— begin —

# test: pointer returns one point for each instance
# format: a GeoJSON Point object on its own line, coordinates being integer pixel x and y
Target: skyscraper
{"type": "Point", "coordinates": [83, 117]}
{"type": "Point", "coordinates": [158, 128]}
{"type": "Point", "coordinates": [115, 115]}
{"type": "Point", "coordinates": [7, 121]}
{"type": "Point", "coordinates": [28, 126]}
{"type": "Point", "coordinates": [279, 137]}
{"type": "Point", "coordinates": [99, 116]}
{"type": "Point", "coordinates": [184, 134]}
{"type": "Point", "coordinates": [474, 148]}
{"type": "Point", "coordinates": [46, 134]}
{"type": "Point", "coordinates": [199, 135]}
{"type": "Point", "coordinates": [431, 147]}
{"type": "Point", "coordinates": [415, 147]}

— end —

Rewrite the data above with "skyscraper" changed to "high-rise" and everything else left as it is.

Task answer
# test: pointer returns one point for each instance
# format: a GeoJSON Point object on its own line, coordinates being integer pixel x and y
Target: high-rise
{"type": "Point", "coordinates": [83, 117]}
{"type": "Point", "coordinates": [158, 128]}
{"type": "Point", "coordinates": [115, 115]}
{"type": "Point", "coordinates": [7, 121]}
{"type": "Point", "coordinates": [28, 126]}
{"type": "Point", "coordinates": [279, 137]}
{"type": "Point", "coordinates": [99, 116]}
{"type": "Point", "coordinates": [184, 134]}
{"type": "Point", "coordinates": [474, 148]}
{"type": "Point", "coordinates": [46, 134]}
{"type": "Point", "coordinates": [199, 135]}
{"type": "Point", "coordinates": [431, 147]}
{"type": "Point", "coordinates": [415, 147]}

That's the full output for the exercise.